▶ _TASK TO COMPLETE_: Reproduce the data below word for word.
━━ PROVIDED RECORDS
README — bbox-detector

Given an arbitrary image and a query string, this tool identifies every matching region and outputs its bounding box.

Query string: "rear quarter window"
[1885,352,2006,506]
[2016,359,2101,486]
━━━━
▶ _ANSWER SPACE_:
README — bbox-detector

Given an arbitrary image and a query string, this tool identifies every matching region and outputs its bounding box.

Query string: "rear quarter window"
[1885,352,2006,506]
[2016,359,2101,486]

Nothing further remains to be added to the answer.